[OBJECTIVE] Pull every line of the data below into your answer, word for word, and leave out the pictures.

[THE RECORDS]

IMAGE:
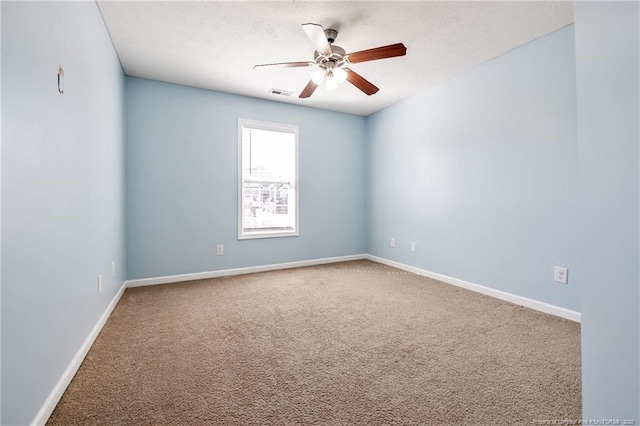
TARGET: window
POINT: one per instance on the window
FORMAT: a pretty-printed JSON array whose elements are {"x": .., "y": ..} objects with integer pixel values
[{"x": 268, "y": 180}]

[THE COMPLETED TASK]
IMAGE:
TARGET: window
POINT: one per instance on the window
FORMAT: a pretty-printed JSON array whose elements are {"x": .., "y": ..} objects with integer pixel values
[{"x": 268, "y": 180}]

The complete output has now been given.